[Problem description]: Please transcribe each of the records below, keeping every line exactly as it appears.

** Start Records for this exercise **

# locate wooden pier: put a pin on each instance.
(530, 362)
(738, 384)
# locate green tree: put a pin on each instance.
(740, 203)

** End Records for this exercise **

[Reply]:
# locate wooden pier: put a pin on each instance.
(530, 362)
(738, 384)
# locate green tree: put a pin on each instance.
(740, 203)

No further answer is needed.